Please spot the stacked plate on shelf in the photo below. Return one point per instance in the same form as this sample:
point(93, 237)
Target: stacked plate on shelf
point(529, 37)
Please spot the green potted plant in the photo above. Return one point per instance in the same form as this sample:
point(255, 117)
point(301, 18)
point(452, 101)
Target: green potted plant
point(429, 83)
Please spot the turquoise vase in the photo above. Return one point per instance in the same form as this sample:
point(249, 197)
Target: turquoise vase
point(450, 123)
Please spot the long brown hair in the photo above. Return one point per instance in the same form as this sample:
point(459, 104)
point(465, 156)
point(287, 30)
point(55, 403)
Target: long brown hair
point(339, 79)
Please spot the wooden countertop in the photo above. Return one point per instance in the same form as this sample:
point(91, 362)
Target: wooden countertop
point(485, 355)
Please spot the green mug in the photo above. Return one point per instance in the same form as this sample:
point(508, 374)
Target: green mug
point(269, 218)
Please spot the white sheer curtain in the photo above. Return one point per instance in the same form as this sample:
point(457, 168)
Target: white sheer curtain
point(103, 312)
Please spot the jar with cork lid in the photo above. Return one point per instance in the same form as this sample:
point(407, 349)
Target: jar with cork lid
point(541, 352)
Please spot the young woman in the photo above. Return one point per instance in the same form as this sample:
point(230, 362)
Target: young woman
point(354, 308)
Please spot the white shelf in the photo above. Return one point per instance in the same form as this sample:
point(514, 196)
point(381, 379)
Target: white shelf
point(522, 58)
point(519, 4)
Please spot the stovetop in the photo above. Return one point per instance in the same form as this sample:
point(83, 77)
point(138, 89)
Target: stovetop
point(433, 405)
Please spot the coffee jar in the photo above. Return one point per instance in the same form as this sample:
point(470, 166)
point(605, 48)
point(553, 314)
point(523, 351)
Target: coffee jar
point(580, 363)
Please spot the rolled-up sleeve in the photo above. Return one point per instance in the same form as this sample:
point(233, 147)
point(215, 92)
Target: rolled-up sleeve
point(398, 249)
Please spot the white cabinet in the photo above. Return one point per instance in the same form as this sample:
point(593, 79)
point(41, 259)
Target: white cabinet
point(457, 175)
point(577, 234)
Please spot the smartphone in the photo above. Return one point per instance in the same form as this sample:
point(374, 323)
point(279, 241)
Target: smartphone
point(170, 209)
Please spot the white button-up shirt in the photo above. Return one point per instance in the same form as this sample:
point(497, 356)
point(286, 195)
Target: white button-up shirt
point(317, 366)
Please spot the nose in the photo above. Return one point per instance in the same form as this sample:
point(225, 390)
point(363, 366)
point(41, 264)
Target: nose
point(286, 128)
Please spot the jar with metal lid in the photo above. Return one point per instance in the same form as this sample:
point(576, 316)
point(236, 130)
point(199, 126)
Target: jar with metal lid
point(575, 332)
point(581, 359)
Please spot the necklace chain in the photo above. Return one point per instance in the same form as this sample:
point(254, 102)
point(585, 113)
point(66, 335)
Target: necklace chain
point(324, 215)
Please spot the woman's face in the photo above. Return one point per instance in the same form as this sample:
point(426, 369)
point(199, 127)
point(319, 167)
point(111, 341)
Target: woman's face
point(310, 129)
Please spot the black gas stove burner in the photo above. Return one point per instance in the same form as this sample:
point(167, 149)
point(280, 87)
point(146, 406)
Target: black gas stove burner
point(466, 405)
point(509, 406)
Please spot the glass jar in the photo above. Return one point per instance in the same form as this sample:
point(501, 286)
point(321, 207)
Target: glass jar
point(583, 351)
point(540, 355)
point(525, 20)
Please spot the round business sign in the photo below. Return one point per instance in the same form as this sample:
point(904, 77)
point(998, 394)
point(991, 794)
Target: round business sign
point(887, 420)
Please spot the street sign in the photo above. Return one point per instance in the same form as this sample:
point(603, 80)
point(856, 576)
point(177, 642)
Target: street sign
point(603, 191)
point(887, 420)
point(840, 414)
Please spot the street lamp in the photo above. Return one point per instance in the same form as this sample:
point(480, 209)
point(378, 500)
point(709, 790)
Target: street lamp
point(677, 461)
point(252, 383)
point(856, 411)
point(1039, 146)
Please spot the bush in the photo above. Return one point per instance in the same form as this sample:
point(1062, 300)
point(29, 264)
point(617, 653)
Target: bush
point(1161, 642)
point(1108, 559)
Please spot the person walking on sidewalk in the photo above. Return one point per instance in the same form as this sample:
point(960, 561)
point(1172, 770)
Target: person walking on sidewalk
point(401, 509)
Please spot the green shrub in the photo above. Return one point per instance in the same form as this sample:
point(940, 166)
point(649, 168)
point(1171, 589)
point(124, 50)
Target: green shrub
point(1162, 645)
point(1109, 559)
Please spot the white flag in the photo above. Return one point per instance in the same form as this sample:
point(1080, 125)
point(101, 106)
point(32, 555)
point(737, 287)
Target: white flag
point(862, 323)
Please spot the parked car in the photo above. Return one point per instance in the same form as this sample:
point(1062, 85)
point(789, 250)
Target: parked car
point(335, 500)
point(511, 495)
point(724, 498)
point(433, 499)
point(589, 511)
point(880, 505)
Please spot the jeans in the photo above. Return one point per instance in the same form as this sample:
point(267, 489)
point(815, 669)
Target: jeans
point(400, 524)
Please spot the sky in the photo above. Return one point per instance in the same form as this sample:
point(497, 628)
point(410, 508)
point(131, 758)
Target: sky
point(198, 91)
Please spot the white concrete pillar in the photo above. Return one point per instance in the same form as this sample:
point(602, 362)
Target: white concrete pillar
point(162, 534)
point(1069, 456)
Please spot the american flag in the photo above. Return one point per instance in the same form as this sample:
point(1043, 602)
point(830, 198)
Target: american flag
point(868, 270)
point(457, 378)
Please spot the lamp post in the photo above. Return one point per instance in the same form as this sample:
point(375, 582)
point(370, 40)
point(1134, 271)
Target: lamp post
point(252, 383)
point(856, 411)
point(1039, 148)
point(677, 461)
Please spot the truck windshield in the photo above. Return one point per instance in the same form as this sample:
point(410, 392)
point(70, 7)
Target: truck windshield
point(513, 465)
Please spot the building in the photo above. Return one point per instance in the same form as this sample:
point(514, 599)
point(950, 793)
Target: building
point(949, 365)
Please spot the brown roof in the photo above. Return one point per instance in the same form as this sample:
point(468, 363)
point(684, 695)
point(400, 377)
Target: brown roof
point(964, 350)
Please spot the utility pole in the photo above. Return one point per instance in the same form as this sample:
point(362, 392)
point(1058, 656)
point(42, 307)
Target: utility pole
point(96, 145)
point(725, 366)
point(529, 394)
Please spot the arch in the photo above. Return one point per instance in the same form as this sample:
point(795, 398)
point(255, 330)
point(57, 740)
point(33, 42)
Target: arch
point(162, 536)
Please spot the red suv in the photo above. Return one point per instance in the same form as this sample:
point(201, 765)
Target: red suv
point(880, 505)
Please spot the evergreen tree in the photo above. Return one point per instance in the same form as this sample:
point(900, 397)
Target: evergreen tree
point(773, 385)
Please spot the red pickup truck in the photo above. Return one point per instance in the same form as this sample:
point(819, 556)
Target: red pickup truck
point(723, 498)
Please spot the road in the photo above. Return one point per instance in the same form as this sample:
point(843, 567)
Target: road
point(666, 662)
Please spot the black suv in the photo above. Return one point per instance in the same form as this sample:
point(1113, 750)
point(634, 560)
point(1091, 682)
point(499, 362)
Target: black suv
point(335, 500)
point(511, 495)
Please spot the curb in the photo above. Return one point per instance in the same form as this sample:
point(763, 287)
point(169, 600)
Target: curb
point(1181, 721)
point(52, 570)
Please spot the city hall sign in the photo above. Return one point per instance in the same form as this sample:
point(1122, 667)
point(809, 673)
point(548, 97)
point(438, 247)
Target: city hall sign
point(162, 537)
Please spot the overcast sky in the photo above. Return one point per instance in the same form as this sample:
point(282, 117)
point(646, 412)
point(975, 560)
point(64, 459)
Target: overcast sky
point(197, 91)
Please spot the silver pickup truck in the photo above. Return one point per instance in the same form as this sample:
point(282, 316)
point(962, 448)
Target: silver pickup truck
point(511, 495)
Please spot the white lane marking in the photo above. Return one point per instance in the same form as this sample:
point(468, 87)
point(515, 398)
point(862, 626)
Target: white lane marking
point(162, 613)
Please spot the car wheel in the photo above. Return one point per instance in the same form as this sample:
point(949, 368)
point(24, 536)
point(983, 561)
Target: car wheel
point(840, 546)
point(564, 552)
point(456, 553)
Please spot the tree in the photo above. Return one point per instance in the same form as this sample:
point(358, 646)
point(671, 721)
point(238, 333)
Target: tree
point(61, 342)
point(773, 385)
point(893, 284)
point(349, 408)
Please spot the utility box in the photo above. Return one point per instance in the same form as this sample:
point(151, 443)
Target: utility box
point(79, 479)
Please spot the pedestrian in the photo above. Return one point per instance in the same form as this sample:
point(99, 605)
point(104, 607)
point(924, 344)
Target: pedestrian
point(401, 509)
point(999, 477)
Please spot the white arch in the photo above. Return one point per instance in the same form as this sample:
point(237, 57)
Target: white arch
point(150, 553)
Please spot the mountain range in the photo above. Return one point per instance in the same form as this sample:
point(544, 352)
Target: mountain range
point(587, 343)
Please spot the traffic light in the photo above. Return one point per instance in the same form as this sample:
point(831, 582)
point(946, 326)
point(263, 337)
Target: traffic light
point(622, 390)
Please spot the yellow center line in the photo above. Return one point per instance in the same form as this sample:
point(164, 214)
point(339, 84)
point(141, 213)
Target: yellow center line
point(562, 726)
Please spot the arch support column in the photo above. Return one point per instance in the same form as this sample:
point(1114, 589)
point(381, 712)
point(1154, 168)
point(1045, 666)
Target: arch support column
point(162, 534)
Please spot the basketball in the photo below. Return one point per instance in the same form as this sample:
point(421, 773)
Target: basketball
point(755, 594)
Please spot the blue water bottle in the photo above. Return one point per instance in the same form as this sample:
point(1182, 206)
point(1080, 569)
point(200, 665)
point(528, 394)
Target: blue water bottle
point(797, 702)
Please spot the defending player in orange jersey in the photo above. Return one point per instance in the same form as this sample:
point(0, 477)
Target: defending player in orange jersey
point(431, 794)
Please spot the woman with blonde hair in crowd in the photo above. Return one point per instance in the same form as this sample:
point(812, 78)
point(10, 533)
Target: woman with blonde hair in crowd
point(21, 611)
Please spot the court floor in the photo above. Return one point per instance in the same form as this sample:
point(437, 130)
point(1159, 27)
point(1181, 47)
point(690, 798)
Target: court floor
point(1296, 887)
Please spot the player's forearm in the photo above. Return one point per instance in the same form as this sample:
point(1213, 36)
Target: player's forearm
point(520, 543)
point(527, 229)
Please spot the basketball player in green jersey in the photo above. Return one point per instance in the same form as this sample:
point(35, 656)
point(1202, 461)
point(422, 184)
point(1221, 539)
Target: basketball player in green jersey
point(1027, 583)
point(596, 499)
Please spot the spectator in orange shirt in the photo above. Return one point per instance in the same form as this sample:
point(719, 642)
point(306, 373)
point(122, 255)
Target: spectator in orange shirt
==================================================
■ Task to complete ■
Copy the entries above from the line containing "Please spot the arch support" through the line containing "point(431, 794)", requests included, and offset each answer coordinate by adding 114 to it. Leave the sample coordinates inside the requests unchanged.

■ Response to the exercise ■
Please spot the arch support column in the photo above. Return one point per instance in the same form as this sample:
point(1114, 589)
point(381, 712)
point(1154, 168)
point(1045, 666)
Target: arch support column
point(276, 648)
Please spot the basketball in the photo below. Return one point per instance in the same form as this sample:
point(421, 773)
Target: basketball
point(869, 708)
Please spot the blue water bottle in the photo above. Return one point per instance in the same form as this sample:
point(1182, 206)
point(1080, 569)
point(200, 665)
point(528, 394)
Target: blue water bottle
point(911, 816)
Please spot the defending player in orange jersey in the photo above. Return one point per instance in the same form as this sample:
point(0, 477)
Target: defending player in orange jersey
point(545, 908)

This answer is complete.